_Reading text_:
......

According to the tinternet nostalgia is 'a sentimentality for the past,typically for a place or period with happy associations'. And I know I may well be viewing it through rose tinted glasses but I love it. I don't want to read about the bombings in Afghanistan or how our elected and non elected representatives are still being caught with their hands in the till as that makes me feel both helpless and hopeless, I would far rather be musing on what it was like waiting for the 'popman' when I was little - dispensing his brightly coloured sugary liquid in refundable bottles from the back of a flat bed truck. You can still get Ben Shaws but I've only seen it in cans recently - not in dimpled glass bottles and I don't know of anywhere that still has a 'pop man'. I don't think we even have a milkman anymore on our road.
My Nana used to keep her choices of Cream Soda and Sasparilla (nasty stuff then but I quite like it now) along with a couple of bottles of lemonade lined up by the back door. If you were really lucky you also got ice in it - ice from a metallic tray which always seemed incredibly reluctant to give up it's icy cold goodness so invariably you just has tepid pop instead. But tepid pop was better than no pop or worse still 'corporation pop' as my Grandad used to call tap water. Today's pernicious and ubiquitous Coke and Pepsi weren't for consumption in the home but for special treats when out and about - I used to feel very grown up if we went to a cafe and I got Coke in a glass with ice and a straw. And if I got a Coke Float or a Lemonade Float - pop with a scoop of vanilla ice cream in the top I was in seventh heaven - though on reflection that may have just been a sugar rush....

......

_Data entries_:
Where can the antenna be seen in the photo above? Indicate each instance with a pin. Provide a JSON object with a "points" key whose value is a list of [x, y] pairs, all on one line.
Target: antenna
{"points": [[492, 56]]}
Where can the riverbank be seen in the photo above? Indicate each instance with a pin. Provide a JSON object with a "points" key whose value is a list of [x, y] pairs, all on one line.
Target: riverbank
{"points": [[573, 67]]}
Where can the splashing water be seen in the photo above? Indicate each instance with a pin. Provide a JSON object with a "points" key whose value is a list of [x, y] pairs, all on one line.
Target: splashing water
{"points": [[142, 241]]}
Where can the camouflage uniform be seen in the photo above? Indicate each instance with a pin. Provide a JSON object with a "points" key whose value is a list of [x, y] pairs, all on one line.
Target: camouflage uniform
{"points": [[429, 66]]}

......

_Exercise instructions_:
Repeat the passage of the nostalgia text above word for word, between "According to the" and "on our road.", inclusive.

_Solved problem_:
According to the tinternet nostalgia is 'a sentimentality for the past,typically for a place or period with happy associations'. And I know I may well be viewing it through rose tinted glasses but I love it. I don't want to read about the bombings in Afghanistan or how our elected and non elected representatives are still being caught with their hands in the till as that makes me feel both helpless and hopeless, I would far rather be musing on what it was like waiting for the 'popman' when I was little - dispensing his brightly coloured sugary liquid in refundable bottles from the back of a flat bed truck. You can still get Ben Shaws but I've only seen it in cans recently - not in dimpled glass bottles and I don't know of anywhere that still has a 'pop man'. I don't think we even have a milkman anymore on our road.